Task description: Decide whether each statement agrees with the blog post below, answering yes or no and quoting the deciding words: (a) Kali is expecting twins; (b) the cousin's wedding colors were shades of green; (c) the lingerie shopping ended with a picnic in Pocatello.

Source passage:
*** Begin section ***
Amidst the madness, Scotland and I stopped by to see a few friends last night. They are all doing so wonderfully, Ashley is engaged and through the roof happy, Katie and Perry are basking in the newlywed glow, and Kali is perfectly pregnant with twins. I was so happy to see all of them, each with their own happy stage of life and it reminded me how happy I am too...I am an almost married blissfully happy fool!

Today I am still feeling a little bit sick from how many crepes I ate last night... I had heart burn in the middle of the night and so I woke up to take something for it, and then I couldn't get back to sleep for forever.

My mind was jumping from events and lists to flowers and food like a hopscotching fool! I tossed and turned and tried calm myself down, all to no avail. So I got up and showered at about five in the morning and then went back to bed. Worked like a charm...and then I was almost late to work...

Monday, June 22, 2009

Weekend extravaganza

I had a WEEKEND EXTRAVAGANZA that I would love to tell you about. And every time I type the words WEEKEND EXTRAVAGANZA I hear an announcer voice in my head with cheesy commercial background music booming the words WEEKEND EXTRAVAGANZA announcing my blog. Wow.


Anywhosal Friday I took off early from work and picked up Scotland and we headed up to a cousin's wedding. Every time someone would ask me about our wedding, I found myself shouting THREE WEEKS (but this time in my own voice) to the great amusement of my darling Scotland. Summary: It was cute, her colors were various shades of blue, my uncle Cory looked dashing in his black suit, there was dancing and wedding cake, all was well.


The next morning I went lingerie shopping with the girlfriends and I was a lot braver than I thought I would be. Like, a lot. A whole lot. But they insisted that I needed an "Arsenal piece" as well as some other cuteness items. It was such a blast, and we finished it up with a picnic in Pocatello.


Then there was the bridal shower. I had such an unbelievable amount of fun on Saturday night. It was so great to see everyone and play such goofy games (hello pink frilly panties!) and chat with everyone. And I really liked watching my great aunt laugh until she cried when I told them all about dad's wedding night advice... Hope he is ok with everyone knowing about that...Oh well...
*** End section ***
(Stored dataset items)
*** Begin section ***
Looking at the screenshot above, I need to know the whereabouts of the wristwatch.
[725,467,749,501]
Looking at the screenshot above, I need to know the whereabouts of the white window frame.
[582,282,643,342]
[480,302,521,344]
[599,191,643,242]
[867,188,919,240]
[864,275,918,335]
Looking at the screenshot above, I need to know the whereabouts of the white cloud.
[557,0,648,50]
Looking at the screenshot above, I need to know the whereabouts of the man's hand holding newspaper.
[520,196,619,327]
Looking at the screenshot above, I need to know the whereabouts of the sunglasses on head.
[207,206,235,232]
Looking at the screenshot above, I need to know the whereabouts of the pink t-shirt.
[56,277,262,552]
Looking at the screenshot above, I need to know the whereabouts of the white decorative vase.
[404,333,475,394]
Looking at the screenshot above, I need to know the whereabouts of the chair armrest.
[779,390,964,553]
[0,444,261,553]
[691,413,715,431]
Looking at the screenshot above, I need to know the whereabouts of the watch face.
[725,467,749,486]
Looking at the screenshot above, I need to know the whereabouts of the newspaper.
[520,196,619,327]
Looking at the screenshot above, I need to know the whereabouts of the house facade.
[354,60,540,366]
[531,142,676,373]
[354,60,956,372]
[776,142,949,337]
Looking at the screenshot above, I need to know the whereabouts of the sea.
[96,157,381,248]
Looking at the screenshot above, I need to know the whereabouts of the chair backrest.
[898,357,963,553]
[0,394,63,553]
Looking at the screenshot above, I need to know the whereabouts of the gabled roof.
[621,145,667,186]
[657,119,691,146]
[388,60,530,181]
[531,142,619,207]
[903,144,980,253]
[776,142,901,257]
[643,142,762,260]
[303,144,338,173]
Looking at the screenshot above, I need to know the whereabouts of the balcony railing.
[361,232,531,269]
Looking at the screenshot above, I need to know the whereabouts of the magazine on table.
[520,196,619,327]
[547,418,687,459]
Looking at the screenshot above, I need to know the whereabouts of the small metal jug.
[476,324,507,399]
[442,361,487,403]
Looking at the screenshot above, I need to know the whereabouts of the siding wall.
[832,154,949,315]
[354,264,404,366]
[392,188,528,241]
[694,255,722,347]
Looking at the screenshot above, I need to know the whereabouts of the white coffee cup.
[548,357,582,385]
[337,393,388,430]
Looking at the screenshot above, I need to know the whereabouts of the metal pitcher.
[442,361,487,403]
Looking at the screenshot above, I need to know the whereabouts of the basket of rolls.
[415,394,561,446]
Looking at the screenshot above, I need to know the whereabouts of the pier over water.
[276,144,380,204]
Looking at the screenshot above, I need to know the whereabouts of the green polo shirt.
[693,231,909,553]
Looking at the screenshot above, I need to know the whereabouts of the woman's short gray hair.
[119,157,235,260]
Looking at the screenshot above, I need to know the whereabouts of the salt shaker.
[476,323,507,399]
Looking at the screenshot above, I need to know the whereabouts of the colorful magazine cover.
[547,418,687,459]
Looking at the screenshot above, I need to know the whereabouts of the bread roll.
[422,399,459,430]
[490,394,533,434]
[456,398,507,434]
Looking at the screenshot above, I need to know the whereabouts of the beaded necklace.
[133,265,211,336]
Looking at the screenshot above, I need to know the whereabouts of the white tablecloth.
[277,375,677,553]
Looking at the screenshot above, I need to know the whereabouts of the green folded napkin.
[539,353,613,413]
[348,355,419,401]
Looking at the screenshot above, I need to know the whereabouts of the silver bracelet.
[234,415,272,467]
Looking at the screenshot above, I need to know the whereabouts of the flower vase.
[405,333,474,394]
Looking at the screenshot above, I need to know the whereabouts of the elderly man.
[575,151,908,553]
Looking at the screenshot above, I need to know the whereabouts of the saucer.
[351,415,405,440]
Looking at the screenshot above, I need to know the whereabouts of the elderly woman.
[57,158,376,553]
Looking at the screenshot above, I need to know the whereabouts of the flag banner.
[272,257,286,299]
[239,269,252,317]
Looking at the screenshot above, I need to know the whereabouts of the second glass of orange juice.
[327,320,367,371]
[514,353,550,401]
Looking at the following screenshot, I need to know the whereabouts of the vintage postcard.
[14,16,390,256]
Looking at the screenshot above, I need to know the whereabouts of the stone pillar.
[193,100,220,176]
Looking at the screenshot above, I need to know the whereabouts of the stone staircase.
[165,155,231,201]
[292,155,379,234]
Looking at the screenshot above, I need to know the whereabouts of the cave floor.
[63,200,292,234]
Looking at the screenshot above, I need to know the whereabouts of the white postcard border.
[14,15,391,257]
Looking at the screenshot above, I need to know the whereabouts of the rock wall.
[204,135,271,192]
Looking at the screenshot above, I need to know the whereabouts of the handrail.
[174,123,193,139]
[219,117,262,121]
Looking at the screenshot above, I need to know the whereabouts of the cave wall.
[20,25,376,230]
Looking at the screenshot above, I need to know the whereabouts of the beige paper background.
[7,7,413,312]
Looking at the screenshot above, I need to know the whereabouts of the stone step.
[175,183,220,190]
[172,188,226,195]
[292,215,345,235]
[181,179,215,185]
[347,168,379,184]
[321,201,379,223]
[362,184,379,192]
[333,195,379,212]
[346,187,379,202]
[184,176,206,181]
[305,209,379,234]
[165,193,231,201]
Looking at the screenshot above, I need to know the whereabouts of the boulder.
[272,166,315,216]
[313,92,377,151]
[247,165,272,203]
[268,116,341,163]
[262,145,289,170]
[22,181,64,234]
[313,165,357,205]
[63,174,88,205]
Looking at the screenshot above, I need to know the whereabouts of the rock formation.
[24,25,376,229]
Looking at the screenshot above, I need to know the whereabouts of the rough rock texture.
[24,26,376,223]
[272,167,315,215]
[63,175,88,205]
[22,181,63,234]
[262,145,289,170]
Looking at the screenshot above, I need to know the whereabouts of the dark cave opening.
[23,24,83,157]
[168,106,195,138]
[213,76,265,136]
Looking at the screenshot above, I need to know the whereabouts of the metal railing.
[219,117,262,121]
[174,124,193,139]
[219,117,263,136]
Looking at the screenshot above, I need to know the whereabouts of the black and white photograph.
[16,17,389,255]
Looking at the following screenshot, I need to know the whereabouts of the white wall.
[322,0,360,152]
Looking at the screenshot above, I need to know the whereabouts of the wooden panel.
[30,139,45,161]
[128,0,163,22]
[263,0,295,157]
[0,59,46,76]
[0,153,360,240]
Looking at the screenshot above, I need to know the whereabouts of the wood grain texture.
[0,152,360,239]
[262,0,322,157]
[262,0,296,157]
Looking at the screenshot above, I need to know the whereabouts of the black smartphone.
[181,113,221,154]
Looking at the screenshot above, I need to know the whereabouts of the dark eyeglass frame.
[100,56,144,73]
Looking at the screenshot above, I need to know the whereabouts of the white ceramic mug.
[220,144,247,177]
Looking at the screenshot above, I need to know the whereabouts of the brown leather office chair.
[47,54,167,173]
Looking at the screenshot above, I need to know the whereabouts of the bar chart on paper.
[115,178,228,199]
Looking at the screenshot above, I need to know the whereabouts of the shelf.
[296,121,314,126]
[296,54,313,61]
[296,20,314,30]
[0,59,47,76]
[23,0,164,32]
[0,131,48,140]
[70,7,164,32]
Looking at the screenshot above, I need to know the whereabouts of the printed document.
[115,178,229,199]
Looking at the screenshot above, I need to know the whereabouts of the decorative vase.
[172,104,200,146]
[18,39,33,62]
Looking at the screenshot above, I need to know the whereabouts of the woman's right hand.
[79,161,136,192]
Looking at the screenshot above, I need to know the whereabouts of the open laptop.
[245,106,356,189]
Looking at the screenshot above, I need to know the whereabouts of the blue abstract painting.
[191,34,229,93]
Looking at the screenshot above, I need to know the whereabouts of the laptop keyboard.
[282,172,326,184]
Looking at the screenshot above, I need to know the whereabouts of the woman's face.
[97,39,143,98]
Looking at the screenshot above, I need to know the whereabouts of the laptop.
*** End section ***
Task response:
(a) Yes: "Kali is perfectly pregnant with twins"
(b) No: "her colors were various shades of blue"
(c) Yes: "we finished it up with a picnic in Pocatello"